Quoted passage:
____________
Parallel programming with Opencl ?

duymap · 28. Juni 2013 um 22:18

Hi all,

Now my laptop has 3 items:

1 Intel CPU ( core i5 )
1 Intel GPU ( internal HD graphics 4000)
1 Nvidia GPU ( external )

I tried to test each all devices using JOCLSample, everything is fine.

Now I have the problem with parallel programming. I don’t know how to implement parallel programming in JOCL. Because OpenCL has this ability but I don’t see any example for that. Do everyone has any idea about this ? I have an idea to put all devices into one context like this idea http://dhruba.name/2012/10/14/opencl-cookbook-how-to-leverage-multiple-devices-in-opencl/, but it does not work in JOCL. I appreciate if someone can show me how bcos I am stucking in my project assignment “how to apply parallel processing in OpenCL” :(.

Many thanks,
Duy.

Marco13 · 29. Juni 2013 um 06:14

Hi

It seems like I did not understand your question. Every example from jocl.org - Samples already IS using „parallel programming with OpenCL“. In fact, it’s hard to use OpenCL and to NOT do „parallel programming“

Or was your question specifically about how to use multiple devices?

bye
Marco

duymap · 29. Juni 2013 um 18:44

[QUOTE=Marco13]Hi

It seems like I did not understand your question. Every example from jocl.org - Samples already IS using „parallel programming with OpenCL“. In fact, it’s hard to use OpenCL and to NOT do „parallel programming“

Or was your question specifically about how to use multiple devices?

bye
Marco[/QUOTE]

Hi Marco,

Thanks for your quick response. I know OpenCL support parallel programming. But in these samples, these sample just use one device for computing ( deviceIndex ). So my questions are:

If we just want to run OpenCL on one selected device, since OpenCL running, it runs parallelly , right ?
____________
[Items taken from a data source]

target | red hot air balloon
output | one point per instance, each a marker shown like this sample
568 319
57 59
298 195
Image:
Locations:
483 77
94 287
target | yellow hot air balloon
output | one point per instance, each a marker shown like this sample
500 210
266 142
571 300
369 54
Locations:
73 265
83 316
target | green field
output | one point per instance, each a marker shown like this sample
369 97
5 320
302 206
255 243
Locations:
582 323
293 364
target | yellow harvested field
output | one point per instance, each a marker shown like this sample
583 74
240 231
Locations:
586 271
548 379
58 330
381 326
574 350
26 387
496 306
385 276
____________
Required work:
1. Copy the passage of the OpenCL forum thread starting with "duymap · 28." and going on through "( external )".
2. Reproduce every one of the records, line for line and without changes.

The responses:
1.
duymap · 28. Juni 2013 um 22:18

Hi all,

Now my laptop has 3 items:

1 Intel CPU ( core i5 )
1 Intel GPU ( internal HD graphics 4000)
1 Nvidia GPU ( external )

2.
target | red hot air balloon
output | one point per instance, each a marker shown like this sample
568 319
57 59
298 195
Image:
Locations:
483 77
94 287
target | yellow hot air balloon
output | one point per instance, each a marker shown like this sample
500 210
266 142
571 300
369 54
Locations:
73 265
83 316
target | green field
output | one point per instance, each a marker shown like this sample
369 97
5 320
302 206
255 243
Locations:
582 323
293 364
target | yellow harvested field
output | one point per instance, each a marker shown like this sample
583 74
240 231
Locations:
586 271
548 379
58 330
381 326
574 350
26 387
496 306
385 276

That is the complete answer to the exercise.